* _Activity_:
Read the data below. Then repeat all of it exactly.

=-=-=-=-=

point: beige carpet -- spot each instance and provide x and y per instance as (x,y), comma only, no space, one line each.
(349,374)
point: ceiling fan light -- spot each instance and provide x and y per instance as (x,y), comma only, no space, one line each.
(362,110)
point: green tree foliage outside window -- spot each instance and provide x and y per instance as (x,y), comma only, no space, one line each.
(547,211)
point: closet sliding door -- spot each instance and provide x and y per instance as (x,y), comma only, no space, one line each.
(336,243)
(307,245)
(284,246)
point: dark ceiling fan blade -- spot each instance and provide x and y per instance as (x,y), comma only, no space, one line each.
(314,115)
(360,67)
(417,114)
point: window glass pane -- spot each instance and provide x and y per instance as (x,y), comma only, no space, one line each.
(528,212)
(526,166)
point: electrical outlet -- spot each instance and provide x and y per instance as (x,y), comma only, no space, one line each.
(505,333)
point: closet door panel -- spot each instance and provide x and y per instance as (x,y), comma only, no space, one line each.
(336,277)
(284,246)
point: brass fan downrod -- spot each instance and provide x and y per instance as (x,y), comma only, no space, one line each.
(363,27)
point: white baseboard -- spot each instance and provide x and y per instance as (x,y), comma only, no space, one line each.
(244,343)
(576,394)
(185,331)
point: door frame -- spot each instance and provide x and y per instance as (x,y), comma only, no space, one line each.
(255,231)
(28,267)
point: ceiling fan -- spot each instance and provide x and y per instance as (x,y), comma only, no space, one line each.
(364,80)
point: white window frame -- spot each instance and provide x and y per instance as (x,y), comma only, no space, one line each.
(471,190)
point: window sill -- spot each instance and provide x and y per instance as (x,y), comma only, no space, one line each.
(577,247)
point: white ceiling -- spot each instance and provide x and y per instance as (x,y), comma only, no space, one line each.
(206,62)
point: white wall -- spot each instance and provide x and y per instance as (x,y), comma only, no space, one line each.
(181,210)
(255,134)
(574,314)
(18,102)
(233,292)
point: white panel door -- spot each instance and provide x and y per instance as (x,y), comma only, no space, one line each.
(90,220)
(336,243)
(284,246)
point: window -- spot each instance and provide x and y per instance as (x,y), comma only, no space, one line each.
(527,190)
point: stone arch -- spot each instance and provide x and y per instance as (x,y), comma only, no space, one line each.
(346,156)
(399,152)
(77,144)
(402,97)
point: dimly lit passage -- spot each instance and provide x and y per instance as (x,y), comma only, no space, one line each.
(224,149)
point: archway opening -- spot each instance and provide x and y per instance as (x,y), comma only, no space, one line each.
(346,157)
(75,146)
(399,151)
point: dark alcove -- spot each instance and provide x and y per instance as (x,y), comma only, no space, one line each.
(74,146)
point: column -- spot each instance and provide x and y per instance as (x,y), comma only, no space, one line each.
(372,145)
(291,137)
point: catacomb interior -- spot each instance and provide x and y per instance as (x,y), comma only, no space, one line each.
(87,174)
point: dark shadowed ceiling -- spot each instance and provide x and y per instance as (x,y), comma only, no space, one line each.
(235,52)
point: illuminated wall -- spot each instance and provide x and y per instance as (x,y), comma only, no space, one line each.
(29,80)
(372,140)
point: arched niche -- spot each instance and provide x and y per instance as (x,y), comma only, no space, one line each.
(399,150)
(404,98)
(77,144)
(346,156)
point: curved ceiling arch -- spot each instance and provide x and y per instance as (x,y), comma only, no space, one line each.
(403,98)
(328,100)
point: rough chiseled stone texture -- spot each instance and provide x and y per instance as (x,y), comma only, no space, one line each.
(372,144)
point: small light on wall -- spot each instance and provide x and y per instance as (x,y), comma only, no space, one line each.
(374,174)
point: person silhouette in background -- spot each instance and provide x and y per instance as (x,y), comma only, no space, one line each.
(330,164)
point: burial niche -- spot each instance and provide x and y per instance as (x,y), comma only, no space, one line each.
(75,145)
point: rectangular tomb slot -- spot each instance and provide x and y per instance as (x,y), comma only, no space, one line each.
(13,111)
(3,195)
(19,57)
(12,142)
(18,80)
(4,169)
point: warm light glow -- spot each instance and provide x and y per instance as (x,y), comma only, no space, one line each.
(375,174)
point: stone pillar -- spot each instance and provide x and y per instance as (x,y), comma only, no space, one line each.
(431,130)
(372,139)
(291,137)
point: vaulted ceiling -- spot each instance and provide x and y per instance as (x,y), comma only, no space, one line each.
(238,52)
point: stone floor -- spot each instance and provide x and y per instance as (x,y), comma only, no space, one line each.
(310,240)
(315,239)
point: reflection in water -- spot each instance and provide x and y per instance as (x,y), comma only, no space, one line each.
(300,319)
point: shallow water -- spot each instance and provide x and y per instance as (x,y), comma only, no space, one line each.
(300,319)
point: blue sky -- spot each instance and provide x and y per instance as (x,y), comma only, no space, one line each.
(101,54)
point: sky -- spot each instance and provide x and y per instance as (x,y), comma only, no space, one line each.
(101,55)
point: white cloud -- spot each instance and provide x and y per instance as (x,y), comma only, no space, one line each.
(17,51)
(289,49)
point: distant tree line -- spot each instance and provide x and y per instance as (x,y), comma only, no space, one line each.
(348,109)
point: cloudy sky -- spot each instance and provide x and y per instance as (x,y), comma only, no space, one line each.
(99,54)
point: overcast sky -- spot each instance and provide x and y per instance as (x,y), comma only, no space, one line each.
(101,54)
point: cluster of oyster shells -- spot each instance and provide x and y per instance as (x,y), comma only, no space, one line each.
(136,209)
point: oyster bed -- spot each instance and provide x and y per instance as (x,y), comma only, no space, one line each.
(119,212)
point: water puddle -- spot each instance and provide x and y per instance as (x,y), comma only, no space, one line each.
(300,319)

=-=-=-=-=

* _Solution for this exercise_:
point: beige carpet -- spot each instance and provide x and y per instance as (x,y), comma only, no space, one line each.
(349,374)
point: ceiling fan light -- spot each instance and provide x and y per instance as (x,y), comma only, no space, one line each.
(362,110)
point: green tree foliage outside window -- spot each instance and provide x and y per instance as (x,y), comma only, no space, one line each.
(547,211)
point: closet sliding door -- spot each instance and provide x and y per instance as (x,y), comma only, no space, one line each.
(336,243)
(307,245)
(284,246)
point: dark ceiling fan blade -- spot each instance and provide x and y per instance as (x,y), comma only, no space, one line each.
(314,115)
(360,67)
(417,114)
point: window glass pane -- spot each instance and provide x and y per instance as (x,y), comma only, no space, one line each.
(528,212)
(526,166)
point: electrical outlet -- spot each instance and provide x and y per instance as (x,y), comma only, no space, one line each.
(505,333)
point: closet door panel -- spot each instance and provide x and y per instance as (x,y), comma only, no space, one line each.
(336,277)
(284,246)
point: brass fan downrod -- spot each instance and provide x and y per instance as (x,y), comma only, no space, one line each.
(363,27)
point: white baseboard -- spot each instance and provide x and y per instance as (x,y), comma only, no space, one line each.
(244,343)
(576,394)
(185,331)
point: door frame -- spot each instance and provide x and y per instance as (x,y), comma only, no space, one line each.
(255,231)
(28,267)
point: ceiling fan -- spot each instance and provide x and y per instance as (x,y), comma only, no space, one line each.
(364,80)
point: white window frame -- spot each instance and provide x and y per instance as (x,y), comma only, no space, one line each.
(471,190)
point: window sill -- spot each instance and provide x and y per instance as (x,y), comma only, no space, one line each.
(577,247)
point: white ceiling -- spot each instance and provide x and y per instance as (x,y), comma only, no space, one line each.
(206,62)
point: white wall -- spot each instance and provide x and y per instance as (x,y), comma only, no space, one line each.
(181,210)
(255,134)
(574,314)
(18,102)
(233,292)
point: white panel door -- spot each instance and provide x and y per instance as (x,y), comma only, no space, one line each.
(90,220)
(336,243)
(284,246)
point: window -- spot each instance and provide x and y per instance as (x,y), comma only, no space, one line each.
(527,190)
point: stone arch -- spot each instance and provide x and y per instance as (x,y), comma only, no space, one line each.
(346,156)
(399,152)
(77,144)
(402,97)
point: dimly lit passage -- spot each instance and provide x and y per instance as (x,y), comma only, no space, one line each.
(224,149)
point: archway opening -- spot each instance and provide x and y per instance as (x,y), comma only, no space, one line each.
(346,157)
(75,146)
(399,151)
point: dark alcove -- spot each instance and provide x and y per instance as (x,y), comma only, no space, one line each.
(74,146)
point: column -- spot each instance and provide x and y per instance as (x,y), comma only, no space, one line each.
(372,145)
(291,137)
point: catacomb interior -- spot each instance and provide x and y per instance as (x,y), comma only, no space, one line each.
(87,174)
point: dark shadowed ceiling -- spot each instance and provide x and y per instance as (x,y), comma only, no space, one line each.
(235,52)
point: illuminated wall -- spot each instance and provide x and y per instance as (x,y), comma only, no space, one line each.
(29,80)
(372,140)
point: arched niche -- spot each instance and provide x and y per instance as (x,y), comma only, no space, one line each.
(399,150)
(404,98)
(77,144)
(346,156)
point: curved ceiling arch -- spot each instance and provide x and y per instance as (x,y), comma only, no space, one line each.
(403,98)
(328,100)
point: rough chiseled stone texture -- spot each instance and provide x and y per instance as (x,y), comma only, no space, one line each.
(372,144)
point: small light on wall -- spot each instance and provide x and y per instance as (x,y), comma only, no space, one line each.
(374,174)
point: person silhouette in background -- spot each instance and provide x and y per instance as (x,y), comma only, no space, one line each.
(330,164)
point: burial niche -- spot each instance and provide x and y per instance as (x,y), comma only, no space, one line each.
(75,145)
point: rectangular tomb slot -- spot each instance and provide x and y per instance as (x,y), comma only, no space, one line each.
(13,111)
(3,195)
(19,57)
(12,142)
(18,80)
(4,169)
point: warm light glow -- spot each instance and provide x and y per instance as (x,y), comma only, no space, one line each.
(375,174)
point: stone pillar -- spot each instance and provide x and y per instance as (x,y), comma only, no space, one line each.
(431,130)
(372,139)
(291,137)
point: vaulted ceiling -- spot each instance and provide x and y per instance as (x,y), comma only, no space, one line each.
(238,52)
point: stone floor -- spot each instance and provide x and y per instance as (x,y), comma only, no space, one line each.
(310,240)
(315,239)
point: reflection in water -- spot each instance and provide x and y per instance as (x,y), comma only, no space, one line each.
(300,319)
point: shallow water -- spot each instance and provide x and y per instance as (x,y), comma only, no space, one line each.
(300,319)
point: blue sky -- spot each instance and provide x and y per instance as (x,y), comma only, no space, one line each.
(101,54)
point: sky -- spot each instance and provide x and y per instance as (x,y), comma only, no space, one line each.
(101,55)
point: white cloud -- spot each instance and provide x and y per instance as (x,y), comma only, no space, one line each.
(17,51)
(289,49)
point: distant tree line -- spot each instance and provide x and y per instance as (x,y), comma only, no space, one line each.
(348,109)
point: cloudy sky -- spot each instance and provide x and y per instance as (x,y), comma only, no space, one line each.
(99,54)
point: overcast sky -- spot each instance and provide x and y per instance as (x,y), comma only, no space, one line each.
(101,54)
point: cluster of oyster shells -- spot each instance and provide x and y per instance as (x,y), comma only, no space, one line each.
(136,209)
point: oyster bed -- spot each instance and provide x and y per instance as (x,y), comma only, no space, one line each.
(119,212)
point: water puddle -- spot each instance and provide x and y per instance as (x,y), comma only, no space, one line each.
(300,319)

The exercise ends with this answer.